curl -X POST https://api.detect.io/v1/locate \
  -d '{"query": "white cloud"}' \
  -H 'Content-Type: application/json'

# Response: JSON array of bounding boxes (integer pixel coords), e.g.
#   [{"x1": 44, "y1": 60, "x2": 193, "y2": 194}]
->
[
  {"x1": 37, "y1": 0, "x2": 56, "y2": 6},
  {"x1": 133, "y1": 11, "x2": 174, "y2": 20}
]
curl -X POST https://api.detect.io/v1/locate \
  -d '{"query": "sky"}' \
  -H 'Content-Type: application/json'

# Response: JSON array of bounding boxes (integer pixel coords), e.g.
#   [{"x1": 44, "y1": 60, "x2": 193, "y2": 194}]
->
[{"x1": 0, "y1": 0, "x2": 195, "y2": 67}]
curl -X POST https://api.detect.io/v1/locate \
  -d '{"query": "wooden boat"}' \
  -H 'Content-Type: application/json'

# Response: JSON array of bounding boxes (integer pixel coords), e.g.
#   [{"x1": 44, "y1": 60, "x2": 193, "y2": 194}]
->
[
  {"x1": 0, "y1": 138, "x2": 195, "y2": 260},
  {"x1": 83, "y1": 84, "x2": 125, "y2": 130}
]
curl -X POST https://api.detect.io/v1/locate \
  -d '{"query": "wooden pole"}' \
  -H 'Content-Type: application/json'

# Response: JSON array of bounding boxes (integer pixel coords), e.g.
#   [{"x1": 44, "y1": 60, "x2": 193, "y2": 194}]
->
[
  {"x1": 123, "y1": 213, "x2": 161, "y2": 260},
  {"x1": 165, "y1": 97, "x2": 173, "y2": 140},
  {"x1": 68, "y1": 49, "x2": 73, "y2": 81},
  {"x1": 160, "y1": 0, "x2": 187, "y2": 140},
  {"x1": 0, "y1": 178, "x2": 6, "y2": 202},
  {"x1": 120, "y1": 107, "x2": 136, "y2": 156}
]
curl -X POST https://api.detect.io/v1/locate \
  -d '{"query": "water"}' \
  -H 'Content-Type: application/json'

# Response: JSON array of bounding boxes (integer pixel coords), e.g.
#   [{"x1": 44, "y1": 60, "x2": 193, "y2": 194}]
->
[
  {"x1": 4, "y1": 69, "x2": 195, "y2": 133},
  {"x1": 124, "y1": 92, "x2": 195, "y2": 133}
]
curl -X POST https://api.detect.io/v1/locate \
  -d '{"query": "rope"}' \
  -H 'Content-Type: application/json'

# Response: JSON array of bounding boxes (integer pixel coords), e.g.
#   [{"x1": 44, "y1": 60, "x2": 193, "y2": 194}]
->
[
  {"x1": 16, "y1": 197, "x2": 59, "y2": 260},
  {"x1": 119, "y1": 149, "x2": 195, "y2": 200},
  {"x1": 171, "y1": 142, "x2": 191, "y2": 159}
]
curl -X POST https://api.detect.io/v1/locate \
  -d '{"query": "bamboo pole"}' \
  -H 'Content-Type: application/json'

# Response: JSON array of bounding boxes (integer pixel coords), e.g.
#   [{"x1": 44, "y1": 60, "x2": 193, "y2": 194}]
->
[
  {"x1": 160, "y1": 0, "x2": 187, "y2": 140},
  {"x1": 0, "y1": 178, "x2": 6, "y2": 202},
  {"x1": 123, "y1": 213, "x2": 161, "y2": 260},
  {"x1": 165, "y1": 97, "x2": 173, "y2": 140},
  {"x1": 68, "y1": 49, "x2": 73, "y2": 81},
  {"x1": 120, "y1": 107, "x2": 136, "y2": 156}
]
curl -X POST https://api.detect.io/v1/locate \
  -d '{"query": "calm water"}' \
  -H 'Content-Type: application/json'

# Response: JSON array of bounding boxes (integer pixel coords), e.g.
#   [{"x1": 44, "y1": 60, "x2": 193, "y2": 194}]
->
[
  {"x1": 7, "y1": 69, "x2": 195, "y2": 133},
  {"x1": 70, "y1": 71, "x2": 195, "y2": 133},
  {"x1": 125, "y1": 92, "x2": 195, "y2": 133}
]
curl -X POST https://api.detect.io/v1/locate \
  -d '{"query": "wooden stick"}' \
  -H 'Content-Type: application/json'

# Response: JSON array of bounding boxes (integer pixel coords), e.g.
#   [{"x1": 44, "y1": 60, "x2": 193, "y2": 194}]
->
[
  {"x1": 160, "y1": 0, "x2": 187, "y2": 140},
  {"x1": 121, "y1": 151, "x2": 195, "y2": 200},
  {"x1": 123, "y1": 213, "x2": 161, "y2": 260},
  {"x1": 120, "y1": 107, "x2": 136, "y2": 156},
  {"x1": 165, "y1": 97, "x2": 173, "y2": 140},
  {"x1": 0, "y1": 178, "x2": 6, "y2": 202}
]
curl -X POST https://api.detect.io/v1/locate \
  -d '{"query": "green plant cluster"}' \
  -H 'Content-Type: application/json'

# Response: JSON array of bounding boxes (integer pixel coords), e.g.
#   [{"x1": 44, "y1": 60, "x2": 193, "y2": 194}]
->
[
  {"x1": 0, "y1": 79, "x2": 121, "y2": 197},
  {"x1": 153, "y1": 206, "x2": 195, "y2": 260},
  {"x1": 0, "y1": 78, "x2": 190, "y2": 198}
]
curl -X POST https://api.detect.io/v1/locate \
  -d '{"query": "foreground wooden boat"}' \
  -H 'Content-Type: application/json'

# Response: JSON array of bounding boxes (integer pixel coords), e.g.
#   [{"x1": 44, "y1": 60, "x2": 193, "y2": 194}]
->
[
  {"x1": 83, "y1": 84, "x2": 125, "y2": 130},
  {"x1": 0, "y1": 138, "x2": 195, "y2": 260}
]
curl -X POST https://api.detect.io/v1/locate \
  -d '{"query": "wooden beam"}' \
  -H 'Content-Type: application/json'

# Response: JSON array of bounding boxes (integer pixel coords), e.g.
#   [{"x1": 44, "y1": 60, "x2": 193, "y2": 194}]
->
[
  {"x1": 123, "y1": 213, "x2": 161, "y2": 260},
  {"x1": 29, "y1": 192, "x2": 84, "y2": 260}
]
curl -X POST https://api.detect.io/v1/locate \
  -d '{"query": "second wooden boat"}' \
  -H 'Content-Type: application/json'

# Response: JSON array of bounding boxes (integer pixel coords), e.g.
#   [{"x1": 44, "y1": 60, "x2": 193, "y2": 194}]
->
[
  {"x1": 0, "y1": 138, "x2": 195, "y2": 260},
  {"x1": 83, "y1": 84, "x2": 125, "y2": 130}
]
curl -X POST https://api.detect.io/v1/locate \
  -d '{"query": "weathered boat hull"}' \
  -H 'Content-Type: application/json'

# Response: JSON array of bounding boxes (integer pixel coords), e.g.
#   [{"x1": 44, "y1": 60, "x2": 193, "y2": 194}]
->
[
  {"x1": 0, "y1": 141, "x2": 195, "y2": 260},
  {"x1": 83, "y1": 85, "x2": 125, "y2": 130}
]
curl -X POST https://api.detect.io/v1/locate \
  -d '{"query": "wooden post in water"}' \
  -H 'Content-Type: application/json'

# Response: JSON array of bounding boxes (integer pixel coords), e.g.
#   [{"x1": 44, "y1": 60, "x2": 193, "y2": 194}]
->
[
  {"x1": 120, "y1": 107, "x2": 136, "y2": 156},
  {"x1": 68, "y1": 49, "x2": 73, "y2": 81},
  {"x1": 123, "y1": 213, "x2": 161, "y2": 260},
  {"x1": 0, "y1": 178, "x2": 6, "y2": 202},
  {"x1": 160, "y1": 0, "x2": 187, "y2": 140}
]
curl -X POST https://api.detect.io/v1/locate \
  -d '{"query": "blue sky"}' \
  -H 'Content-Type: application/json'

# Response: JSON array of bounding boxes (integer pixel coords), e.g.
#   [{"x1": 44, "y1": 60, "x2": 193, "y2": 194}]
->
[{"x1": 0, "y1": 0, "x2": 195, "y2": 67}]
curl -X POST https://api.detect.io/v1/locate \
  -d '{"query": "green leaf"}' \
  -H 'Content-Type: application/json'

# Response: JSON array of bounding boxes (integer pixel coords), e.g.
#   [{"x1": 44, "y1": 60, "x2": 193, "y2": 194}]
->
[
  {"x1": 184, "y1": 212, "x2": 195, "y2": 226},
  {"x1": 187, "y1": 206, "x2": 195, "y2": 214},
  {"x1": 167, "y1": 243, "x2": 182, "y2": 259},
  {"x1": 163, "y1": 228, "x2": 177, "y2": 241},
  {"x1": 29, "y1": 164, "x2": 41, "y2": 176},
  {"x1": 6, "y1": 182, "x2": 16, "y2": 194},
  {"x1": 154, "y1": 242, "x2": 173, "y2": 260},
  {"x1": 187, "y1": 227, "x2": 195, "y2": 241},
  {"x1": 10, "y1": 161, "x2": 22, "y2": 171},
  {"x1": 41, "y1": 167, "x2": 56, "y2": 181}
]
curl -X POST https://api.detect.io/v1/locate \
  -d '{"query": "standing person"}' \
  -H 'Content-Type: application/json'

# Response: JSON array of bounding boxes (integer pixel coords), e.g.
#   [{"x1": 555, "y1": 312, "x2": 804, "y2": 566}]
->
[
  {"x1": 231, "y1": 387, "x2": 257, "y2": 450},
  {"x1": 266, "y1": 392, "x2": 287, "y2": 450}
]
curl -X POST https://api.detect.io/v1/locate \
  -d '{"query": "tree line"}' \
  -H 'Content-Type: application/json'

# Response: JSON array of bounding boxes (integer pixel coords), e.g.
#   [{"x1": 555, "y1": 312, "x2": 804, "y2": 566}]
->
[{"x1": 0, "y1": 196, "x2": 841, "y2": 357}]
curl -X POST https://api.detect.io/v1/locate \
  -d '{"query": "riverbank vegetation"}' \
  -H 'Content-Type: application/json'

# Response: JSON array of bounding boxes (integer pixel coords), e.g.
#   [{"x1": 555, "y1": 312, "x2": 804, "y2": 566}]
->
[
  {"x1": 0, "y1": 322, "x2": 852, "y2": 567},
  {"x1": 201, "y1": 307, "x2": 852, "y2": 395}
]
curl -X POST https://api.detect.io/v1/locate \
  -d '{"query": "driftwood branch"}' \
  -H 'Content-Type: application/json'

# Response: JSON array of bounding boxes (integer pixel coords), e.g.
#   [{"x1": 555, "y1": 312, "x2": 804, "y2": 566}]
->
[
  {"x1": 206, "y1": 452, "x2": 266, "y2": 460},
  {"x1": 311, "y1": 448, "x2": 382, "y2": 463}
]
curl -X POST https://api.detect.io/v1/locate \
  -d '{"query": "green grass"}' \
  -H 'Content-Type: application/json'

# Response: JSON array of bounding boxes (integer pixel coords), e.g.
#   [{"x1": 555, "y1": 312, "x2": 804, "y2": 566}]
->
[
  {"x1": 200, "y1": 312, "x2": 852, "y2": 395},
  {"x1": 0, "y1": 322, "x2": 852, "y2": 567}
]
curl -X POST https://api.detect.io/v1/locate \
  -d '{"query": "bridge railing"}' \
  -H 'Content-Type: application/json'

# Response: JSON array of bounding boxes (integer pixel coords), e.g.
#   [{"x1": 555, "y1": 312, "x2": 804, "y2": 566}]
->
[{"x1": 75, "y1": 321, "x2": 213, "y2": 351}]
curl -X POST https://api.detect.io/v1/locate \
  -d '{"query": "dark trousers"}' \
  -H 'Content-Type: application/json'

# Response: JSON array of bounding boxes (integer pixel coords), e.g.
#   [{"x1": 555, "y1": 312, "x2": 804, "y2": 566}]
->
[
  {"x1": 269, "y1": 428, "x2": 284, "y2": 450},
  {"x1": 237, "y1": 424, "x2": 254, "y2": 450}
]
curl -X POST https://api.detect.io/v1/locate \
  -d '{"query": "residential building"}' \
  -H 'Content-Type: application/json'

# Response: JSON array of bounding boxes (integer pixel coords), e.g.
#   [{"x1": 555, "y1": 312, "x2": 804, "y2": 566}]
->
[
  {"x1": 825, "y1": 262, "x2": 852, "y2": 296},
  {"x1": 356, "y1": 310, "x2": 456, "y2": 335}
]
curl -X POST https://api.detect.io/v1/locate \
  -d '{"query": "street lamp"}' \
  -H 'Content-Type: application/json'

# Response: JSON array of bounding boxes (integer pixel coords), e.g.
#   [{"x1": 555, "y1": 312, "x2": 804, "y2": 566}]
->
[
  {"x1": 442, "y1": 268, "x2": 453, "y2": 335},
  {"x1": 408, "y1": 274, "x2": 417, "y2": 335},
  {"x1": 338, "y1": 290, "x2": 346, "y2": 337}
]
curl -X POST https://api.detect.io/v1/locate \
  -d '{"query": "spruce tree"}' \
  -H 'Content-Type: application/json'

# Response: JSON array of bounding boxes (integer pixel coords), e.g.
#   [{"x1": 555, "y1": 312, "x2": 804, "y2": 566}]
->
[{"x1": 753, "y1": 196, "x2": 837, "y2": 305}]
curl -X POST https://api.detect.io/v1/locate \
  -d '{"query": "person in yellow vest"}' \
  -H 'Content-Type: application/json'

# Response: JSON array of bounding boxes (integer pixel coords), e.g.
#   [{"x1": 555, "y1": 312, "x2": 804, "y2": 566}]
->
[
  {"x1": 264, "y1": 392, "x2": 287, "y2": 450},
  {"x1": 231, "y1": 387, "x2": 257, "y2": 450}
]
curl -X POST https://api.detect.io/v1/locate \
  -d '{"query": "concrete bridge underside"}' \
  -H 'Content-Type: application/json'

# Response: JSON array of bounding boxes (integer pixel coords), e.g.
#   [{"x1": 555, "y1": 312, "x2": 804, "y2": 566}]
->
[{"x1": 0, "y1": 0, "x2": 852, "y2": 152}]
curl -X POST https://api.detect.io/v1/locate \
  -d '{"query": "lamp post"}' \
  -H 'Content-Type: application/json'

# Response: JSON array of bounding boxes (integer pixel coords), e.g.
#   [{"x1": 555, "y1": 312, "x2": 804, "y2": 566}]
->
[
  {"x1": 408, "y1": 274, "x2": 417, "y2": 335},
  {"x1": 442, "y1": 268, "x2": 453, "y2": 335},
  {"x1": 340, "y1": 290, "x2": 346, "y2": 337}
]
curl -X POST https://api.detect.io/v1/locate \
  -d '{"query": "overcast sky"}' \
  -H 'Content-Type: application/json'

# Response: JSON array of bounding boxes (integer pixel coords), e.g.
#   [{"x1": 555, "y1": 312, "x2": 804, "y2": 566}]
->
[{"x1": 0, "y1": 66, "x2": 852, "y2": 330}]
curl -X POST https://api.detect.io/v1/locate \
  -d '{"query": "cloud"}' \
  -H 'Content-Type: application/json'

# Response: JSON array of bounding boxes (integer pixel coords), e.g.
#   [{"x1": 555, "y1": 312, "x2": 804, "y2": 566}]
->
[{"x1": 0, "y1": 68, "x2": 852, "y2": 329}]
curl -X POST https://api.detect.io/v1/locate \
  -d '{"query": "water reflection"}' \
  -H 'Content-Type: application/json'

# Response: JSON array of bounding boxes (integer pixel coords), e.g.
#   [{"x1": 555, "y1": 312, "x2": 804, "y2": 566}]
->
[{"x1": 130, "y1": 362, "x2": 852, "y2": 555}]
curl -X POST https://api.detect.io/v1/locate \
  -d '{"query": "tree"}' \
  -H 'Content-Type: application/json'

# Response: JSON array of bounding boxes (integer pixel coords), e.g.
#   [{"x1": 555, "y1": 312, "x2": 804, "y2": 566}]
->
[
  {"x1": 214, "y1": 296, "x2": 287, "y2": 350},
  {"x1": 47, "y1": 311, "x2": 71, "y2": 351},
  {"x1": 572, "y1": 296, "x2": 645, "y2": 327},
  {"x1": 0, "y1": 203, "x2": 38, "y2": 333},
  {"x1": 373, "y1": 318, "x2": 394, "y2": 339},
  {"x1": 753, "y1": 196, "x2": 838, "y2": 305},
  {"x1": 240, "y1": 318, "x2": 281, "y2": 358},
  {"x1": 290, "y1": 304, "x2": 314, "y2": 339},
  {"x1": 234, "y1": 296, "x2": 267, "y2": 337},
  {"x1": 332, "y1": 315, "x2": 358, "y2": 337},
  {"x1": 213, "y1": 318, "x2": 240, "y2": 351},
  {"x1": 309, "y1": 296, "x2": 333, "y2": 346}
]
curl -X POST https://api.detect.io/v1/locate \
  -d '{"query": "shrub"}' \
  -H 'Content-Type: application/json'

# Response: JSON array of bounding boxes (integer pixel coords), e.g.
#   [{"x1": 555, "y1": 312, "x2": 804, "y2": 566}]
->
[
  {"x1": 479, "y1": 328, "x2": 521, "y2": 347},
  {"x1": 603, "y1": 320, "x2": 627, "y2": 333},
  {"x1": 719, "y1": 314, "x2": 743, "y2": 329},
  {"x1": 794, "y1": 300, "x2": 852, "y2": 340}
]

WRITTEN INSTRUCTION - From the records above, pull out each line that contains the string "bridge" and reproduce those lines unchanged.

CORRECT ANSWER -
  -d '{"query": "bridge railing"}' \
  -d '{"query": "concrete bridge underside"}' \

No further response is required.